■ **SHORT TASK A**: Transcribe from the passage on the WN-3 engine the part that opens with the words containing "The WN-3 was" and closes with "to enter production.".

■ **PASSAGE GIVEN**:
- Narkiewicz WN-3 at the Polish Aviation Museum in Kraków.
- Type: Radial engine
- National origin: Poland
- Manufacturer: WSK-Kalisz
- Designer: Wiktor Narkiewicz
- Major applications: PZL TS-8 Bies
- Manufactured: 1957–1960

= WSK WN-3 =

The WN-3 was a Polish seven-cylinder air-cooled radial engine of the 1950s, produced by WSK-Kalisz, designed by Wiktor Narkiewicz.

==Design and development==
In 1946, Wiktor Narkiewicz, who prior to the Second World War was technical director of the Czechoslovak Avia aero-engine factory, was appointed chief designer of the Polish Central Engine Office, and later the Aero-engine department of the Polish Aviation Institute (Instytut Lotnictwa, IL). He led the design of the WN-1, a 65 hp air-cooled flat-four piston engine which was the first post-war Polish aero-engine, followed by the 285 hp WN-2 in 1947, but both of these engines failed to enter production.

■ **DATASET EXCERPTS**:
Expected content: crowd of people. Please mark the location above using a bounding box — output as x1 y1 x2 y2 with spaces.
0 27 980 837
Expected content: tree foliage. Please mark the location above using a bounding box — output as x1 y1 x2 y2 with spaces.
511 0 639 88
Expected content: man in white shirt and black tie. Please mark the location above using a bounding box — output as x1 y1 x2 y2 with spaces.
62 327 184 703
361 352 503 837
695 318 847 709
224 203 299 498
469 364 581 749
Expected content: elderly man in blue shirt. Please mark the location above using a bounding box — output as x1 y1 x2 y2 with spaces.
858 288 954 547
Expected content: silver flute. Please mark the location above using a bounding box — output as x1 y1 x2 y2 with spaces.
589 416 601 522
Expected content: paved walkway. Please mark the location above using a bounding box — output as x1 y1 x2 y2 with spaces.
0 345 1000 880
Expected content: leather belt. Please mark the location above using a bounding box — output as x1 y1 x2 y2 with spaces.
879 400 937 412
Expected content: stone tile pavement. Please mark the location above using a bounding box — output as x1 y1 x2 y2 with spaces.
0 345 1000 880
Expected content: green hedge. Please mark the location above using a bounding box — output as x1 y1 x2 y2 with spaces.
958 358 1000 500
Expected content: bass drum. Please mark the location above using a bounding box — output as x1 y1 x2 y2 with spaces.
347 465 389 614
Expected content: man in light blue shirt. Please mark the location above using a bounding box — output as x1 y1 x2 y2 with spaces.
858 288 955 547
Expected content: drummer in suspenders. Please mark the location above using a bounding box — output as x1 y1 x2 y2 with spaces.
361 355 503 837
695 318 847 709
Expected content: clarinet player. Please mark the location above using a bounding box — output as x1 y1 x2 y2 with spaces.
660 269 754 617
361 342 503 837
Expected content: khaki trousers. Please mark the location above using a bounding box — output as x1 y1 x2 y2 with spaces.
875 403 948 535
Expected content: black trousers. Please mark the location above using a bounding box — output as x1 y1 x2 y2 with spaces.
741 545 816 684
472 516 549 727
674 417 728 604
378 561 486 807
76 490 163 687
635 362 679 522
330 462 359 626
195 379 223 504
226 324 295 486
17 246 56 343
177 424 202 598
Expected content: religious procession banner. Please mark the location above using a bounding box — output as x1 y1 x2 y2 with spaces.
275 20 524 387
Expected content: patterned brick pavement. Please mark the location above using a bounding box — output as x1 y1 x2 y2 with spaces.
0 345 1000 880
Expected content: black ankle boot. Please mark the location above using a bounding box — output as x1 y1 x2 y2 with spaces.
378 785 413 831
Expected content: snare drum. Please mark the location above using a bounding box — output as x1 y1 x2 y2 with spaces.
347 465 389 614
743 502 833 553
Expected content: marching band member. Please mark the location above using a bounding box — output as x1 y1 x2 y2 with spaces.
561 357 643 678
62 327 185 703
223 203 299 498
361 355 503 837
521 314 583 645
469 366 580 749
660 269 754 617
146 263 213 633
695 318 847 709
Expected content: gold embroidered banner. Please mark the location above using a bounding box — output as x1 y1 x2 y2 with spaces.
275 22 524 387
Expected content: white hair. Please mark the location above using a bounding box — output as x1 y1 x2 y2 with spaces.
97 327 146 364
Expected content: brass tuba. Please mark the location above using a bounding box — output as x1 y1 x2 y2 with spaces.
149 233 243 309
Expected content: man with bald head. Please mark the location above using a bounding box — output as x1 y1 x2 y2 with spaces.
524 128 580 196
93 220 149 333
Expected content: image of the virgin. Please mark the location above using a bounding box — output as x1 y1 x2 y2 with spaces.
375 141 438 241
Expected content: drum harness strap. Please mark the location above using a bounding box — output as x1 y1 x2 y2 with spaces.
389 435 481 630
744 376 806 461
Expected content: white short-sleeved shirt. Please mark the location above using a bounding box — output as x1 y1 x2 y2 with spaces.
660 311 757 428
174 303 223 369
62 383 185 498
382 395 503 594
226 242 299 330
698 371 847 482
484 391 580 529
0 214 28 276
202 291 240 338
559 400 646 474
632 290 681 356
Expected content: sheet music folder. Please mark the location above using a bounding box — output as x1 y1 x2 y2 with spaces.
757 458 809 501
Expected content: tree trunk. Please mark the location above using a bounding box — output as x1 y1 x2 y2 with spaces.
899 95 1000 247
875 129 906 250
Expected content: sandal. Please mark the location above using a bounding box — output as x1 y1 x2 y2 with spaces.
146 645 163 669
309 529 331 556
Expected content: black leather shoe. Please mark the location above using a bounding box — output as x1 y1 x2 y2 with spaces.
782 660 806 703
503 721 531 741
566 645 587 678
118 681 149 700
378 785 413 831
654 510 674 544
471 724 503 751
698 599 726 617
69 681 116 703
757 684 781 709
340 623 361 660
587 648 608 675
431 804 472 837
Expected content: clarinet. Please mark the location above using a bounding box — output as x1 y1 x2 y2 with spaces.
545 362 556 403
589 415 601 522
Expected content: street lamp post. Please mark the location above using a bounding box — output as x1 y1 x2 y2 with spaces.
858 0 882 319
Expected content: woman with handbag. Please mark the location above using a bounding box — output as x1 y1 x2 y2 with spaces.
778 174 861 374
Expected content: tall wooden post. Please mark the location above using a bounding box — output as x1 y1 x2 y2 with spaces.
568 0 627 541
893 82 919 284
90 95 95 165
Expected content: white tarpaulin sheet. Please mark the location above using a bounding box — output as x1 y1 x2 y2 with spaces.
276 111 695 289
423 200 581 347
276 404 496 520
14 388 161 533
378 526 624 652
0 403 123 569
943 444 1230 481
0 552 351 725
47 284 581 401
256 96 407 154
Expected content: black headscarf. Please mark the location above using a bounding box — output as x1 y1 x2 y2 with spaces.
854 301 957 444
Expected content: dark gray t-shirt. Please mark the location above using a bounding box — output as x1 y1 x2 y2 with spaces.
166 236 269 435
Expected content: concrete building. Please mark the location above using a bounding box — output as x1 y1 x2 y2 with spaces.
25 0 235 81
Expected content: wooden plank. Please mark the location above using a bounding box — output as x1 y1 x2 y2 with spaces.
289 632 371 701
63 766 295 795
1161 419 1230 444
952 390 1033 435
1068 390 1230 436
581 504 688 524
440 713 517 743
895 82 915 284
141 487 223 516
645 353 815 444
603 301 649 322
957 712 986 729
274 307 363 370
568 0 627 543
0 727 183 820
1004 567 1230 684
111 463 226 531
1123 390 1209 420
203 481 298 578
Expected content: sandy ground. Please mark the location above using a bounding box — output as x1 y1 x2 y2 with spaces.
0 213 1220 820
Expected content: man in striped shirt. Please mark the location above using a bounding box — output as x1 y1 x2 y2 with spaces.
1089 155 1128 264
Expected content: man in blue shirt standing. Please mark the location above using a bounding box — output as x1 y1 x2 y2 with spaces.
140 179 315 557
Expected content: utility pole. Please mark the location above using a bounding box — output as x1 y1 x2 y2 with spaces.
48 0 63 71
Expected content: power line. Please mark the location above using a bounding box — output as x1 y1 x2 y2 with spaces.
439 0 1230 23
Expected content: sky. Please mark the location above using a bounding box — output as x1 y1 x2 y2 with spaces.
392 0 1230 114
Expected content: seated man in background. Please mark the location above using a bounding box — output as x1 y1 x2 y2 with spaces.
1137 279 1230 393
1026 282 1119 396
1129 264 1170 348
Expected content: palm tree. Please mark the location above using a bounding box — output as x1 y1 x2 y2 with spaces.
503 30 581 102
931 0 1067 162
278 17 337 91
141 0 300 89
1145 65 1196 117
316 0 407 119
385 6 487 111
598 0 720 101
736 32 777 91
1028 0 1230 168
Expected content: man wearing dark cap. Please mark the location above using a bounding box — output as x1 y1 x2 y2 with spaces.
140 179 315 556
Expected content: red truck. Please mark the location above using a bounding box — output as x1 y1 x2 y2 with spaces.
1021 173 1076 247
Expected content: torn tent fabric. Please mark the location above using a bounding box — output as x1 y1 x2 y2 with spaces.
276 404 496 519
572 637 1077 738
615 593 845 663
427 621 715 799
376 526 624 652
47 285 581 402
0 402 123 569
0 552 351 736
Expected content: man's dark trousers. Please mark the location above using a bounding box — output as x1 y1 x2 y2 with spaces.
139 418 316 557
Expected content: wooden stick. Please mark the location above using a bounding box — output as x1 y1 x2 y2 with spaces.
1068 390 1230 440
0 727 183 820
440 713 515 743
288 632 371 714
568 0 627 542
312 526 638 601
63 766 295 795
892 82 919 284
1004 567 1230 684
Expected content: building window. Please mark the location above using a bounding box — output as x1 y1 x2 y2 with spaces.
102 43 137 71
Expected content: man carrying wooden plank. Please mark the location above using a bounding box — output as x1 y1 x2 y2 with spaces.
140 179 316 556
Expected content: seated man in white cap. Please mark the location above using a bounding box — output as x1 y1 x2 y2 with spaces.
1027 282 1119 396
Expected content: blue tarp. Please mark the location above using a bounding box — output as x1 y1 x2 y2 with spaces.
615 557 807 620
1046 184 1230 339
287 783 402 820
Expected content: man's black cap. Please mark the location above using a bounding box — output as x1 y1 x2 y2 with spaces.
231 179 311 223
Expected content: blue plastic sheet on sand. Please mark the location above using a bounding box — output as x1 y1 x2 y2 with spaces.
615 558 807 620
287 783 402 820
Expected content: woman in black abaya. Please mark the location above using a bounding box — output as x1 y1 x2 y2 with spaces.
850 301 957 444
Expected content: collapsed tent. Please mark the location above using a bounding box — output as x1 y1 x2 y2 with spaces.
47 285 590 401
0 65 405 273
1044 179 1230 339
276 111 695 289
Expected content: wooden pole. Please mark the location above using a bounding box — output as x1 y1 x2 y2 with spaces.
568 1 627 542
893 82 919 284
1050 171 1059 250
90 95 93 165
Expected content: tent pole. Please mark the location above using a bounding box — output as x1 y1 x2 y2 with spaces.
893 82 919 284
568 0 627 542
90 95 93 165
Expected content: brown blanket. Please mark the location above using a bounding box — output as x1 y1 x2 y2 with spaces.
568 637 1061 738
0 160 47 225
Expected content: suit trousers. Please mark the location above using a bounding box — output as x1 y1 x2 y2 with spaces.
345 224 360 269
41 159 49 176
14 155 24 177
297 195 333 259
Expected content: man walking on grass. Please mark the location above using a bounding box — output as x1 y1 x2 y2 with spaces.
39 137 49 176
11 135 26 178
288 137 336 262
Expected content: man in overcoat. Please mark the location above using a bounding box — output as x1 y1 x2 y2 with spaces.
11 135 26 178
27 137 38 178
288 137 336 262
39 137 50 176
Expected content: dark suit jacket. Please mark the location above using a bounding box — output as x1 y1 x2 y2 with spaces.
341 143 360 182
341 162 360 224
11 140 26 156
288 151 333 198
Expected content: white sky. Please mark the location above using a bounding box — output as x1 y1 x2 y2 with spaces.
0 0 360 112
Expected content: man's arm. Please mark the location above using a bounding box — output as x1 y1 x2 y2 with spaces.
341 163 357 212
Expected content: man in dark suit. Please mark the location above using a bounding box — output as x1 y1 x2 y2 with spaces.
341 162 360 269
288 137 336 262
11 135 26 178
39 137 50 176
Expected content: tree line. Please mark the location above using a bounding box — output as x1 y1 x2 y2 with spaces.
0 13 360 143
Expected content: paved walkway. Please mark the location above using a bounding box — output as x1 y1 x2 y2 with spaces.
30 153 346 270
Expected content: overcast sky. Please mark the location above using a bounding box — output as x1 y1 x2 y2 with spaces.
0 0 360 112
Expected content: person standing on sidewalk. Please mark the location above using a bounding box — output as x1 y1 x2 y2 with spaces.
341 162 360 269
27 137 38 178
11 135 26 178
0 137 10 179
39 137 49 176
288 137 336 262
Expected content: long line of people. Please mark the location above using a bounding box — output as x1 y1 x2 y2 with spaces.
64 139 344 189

■ **SHORT TASK B**: In the records, swap "dark suit" for "gray suit" in the part that opens with the line containing "Expected content: man's arm." and closes with the line containing "0 13 360 143", leaving all else unchanged. Give only those lines.

■ **TASK RESULT A**:
The WN-3 was a Polish seven-cylinder air-cooled radial engine of the 1950s, produced by WSK-Kalisz, designed by Wiktor Narkiewicz.

==Design and development==
In 1946, Wiktor Narkiewicz, who prior to the Second World War was technical director of the Czechoslovak Avia aero-engine factory, was appointed chief designer of the Polish Central Engine Office, and later the Aero-engine department of the Polish Aviation Institute (Instytut Lotnictwa, IL). He led the design of the WN-1, a 65 hp air-cooled flat-four piston engine which was the first post-war Polish aero-engine, followed by the 285 hp WN-2 in 1947, but both of these engines failed to enter production.

■ **TASK RESULT B**:
Expected content: man's arm. Please mark the location above using a bounding box — output as x1 y1 x2 y2 with spaces.
341 163 357 212
Expected content: man in gray suit. Please mark the location above using a bounding box — output as x1 y1 x2 y2 with spaces.
341 162 360 269
288 137 336 262
11 135 26 178
39 137 50 176
Expected content: tree line. Please mark the location above using a bounding box — output as x1 y1 x2 y2 with spaces.
0 13 360 143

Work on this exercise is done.